» Task details
Restate word for word the section of the entries that opens at the line containing "point_to(target) identifies a" and closes at the line containing "Target: green herb garnish", both lines kept, pictures dropped.

» Data excerpts
↓↓↓
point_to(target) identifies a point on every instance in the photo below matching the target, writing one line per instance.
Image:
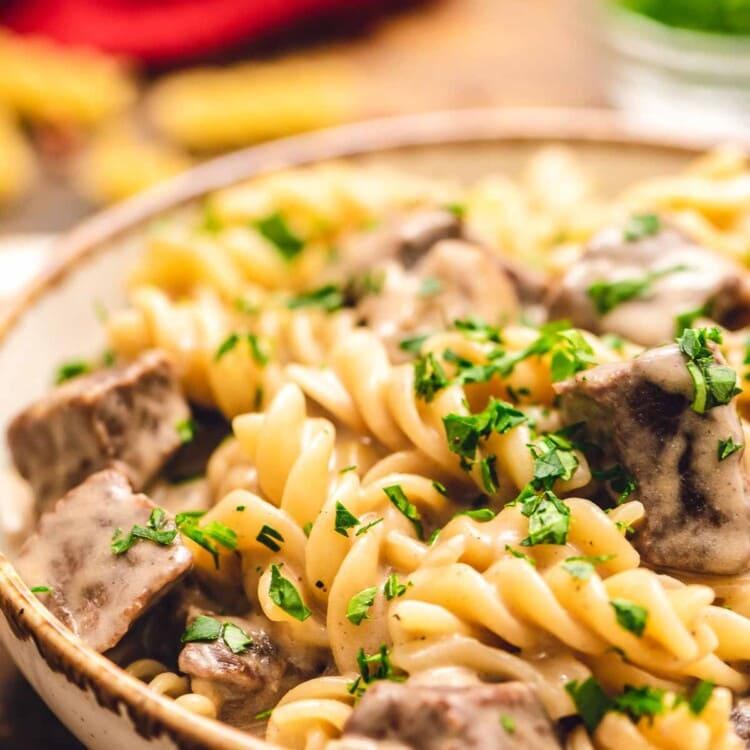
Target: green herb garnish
↑↑↑
↓↓↓
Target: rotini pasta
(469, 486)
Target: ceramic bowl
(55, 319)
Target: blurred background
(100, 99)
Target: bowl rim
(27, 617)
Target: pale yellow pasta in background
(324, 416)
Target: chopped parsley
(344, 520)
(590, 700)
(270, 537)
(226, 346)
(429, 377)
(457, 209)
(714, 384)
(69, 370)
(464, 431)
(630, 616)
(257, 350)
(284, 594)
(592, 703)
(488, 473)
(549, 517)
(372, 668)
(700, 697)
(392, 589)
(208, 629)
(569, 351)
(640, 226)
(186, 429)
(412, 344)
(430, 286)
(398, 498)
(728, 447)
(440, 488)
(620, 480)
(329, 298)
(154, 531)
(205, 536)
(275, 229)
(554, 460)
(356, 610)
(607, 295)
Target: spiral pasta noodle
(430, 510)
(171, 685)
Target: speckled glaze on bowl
↑↑↑
↓↓↓
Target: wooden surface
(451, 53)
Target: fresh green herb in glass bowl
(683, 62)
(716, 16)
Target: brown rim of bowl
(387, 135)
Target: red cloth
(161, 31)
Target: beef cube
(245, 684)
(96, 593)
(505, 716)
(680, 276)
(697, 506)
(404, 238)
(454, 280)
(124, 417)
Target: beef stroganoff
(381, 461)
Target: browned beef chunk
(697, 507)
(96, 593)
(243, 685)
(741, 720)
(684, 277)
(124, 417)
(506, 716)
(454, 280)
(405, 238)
↑↑↑
» Task result
point_to(target) identifies a point on every instance in the photo below matching the target, writing one line per instance.
Image:
Target: green herb garnish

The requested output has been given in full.